*** Text shown ***

3. How much of your day is spent on Zoom calls?
Polito: I’m old school. I like to pick up the phone and talk to people and hear their voice. I’m on the phone, I would say, a couple of hours a day here and there. Zoom, as well as Microsoft Teams, I would say weekly. And then, in between those, when a brainstorm is required or a team session, multiple brains required, we do schedule additional video conference calls. … It’s great to see everyone’s faces and smiles from time to time!
4. What’s a tool you couldn’t live without right now?
Polito: I am quite reliant on my phone as my main form of communication. Whether it’s calling the team or checking emails and texts or reviewing and signing documents or jumping on a FaceTime with our clients in Hawaii, whatever it may be. I think that is the most important device that is attributed to the success of the day.
5. What’s been the biggest change you’ve faced since the pandemic started?

*** End of Text shown ***
*** Data supplied ***

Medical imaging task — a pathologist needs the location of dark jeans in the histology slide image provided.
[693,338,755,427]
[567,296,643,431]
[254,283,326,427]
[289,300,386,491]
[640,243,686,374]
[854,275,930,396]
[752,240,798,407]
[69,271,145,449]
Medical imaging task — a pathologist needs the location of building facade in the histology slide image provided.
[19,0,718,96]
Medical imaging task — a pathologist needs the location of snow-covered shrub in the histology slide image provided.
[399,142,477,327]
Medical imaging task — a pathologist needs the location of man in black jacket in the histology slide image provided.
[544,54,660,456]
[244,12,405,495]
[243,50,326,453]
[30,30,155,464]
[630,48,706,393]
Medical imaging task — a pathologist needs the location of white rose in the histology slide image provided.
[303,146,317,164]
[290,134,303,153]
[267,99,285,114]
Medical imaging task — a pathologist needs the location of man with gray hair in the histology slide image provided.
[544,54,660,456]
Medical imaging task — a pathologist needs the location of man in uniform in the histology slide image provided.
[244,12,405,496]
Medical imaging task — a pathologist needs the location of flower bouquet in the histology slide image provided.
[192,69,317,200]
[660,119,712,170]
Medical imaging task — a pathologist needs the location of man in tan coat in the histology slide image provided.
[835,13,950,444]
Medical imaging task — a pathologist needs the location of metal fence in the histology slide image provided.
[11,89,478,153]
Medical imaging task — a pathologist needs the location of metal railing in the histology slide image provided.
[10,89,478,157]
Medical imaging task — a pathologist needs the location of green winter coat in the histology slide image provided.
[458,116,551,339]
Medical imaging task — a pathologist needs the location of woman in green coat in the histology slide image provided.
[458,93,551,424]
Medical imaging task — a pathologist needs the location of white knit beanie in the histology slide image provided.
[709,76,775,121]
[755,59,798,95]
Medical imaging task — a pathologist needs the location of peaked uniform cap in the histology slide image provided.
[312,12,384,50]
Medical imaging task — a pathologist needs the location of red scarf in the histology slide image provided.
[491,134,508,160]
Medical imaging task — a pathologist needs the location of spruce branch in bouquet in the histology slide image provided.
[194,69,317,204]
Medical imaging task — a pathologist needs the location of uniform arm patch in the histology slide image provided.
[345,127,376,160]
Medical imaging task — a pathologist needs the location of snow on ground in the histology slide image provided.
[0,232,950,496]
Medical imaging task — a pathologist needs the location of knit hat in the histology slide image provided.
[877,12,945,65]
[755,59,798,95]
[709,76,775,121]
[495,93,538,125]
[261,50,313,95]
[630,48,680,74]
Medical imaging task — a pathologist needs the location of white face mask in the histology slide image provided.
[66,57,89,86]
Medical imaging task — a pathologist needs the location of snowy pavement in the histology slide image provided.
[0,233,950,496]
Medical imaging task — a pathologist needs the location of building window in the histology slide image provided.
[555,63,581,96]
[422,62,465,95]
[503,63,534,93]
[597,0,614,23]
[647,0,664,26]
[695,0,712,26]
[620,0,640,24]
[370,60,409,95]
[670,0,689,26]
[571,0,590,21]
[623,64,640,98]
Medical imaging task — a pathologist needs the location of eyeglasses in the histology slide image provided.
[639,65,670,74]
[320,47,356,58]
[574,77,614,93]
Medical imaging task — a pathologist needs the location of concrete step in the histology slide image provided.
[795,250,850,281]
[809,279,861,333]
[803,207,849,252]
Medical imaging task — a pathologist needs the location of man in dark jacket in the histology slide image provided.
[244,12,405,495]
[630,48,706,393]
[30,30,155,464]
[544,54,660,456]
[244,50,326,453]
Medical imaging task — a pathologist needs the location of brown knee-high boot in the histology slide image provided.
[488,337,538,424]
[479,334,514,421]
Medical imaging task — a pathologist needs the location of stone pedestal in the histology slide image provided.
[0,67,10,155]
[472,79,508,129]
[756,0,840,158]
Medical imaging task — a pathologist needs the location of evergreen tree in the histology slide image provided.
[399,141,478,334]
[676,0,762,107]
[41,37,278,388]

*** End of Data supplied ***

**Exercise 1**. Rewrite the part of the Polito interview between "Polito: I am" and "the pandemic started?", inclusive, switching "clients" to "customers".
**Exercise 2**. In the Polito interview, how often does Polito say Zoom and Microsoft Teams are used?

**Exercise output 1**.
Polito: I am quite reliant on my phone as my main form of communication. Whether it’s calling the team or checking emails and texts or reviewing and signing documents or jumping on a FaceTime with our customers in Hawaii, whatever it may be. I think that is the most important device that is attributed to the success of the day.
5. What’s been the biggest change you’ve faced since the pandemic started?

**Exercise output 2**. Weekly.